Document section:
Tag Archives: norman gall

A point at Villa

Norman Gall, amongst others, helps Brighton defend a corner at Villa Park in September 1972:


The Division Two match was a reunion of the sides that had gained promotion from the Third Division in magnificent style and to huge crowds in the previous campaign; Villa taking the Third Division championship on 70 points and the Albion as runners-up on 65 points.

Having lost 2-0 at Villa Park twelve months previously, Brighton made a better fist of it here as Peter O’Sullivan’s goal helped Pat Saward’s side to a 1-1 draw. It was the first away point of the season. The match also marked the debut of Barry Bridges:


Brighton stood in 19th position after the result, but were to sink in Division Two, finishing bottom by the end of 1972/73, despite gaining goalkeeper Tommy Hughes on loan from Villa in February. As for the Villans, they found the waters of the Second Division were to their liking. Vic Crowe’s side finished 3rd, one place off promotion back to the top flight, although they were nine points adrift of QPR as runners-up.

Task requirements:
1 – Answer these from the post:
(a) How many points did Villa collect in winning the Third Division championship?
(b) Whose goal earned Brighton the 1-1 draw?
(c) In what position did Vic Crowe's side finish in 1972/73?
2 – Reproduce the passage of the post starting at "Norman Gall, amongst" and ending at "on 65 points.".
3 – Turn the paragraph of the post that begins "Having lost 2-0 at Villa Park" into a short bulleted list, keeping its main facts.

Recorded information:
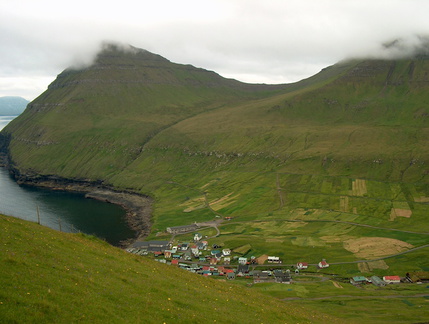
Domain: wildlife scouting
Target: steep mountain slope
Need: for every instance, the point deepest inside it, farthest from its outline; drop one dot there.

Complete answers:
1 –
(a) 70 points
(b) Peter O’Sullivan's
(c) 3rd

2 –
Norman Gall, amongst others, helps Brighton defend a corner at Villa Park in September 1972:


The Division Two match was a reunion of the sides that had gained promotion from the Third Division in magnificent style and to huge crowds in the previous campaign; Villa taking the Third Division championship on 70 points and the Albion as runners-up on 65 points.

3 –
- Brighton had lost 2-0 at Villa Park twelve months earlier.
- This time Pat Saward’s side drew 1-1, with Peter O’Sullivan scoring.
- It was Brighton's first away point of the season.
- Barry Bridges made his debut in the match.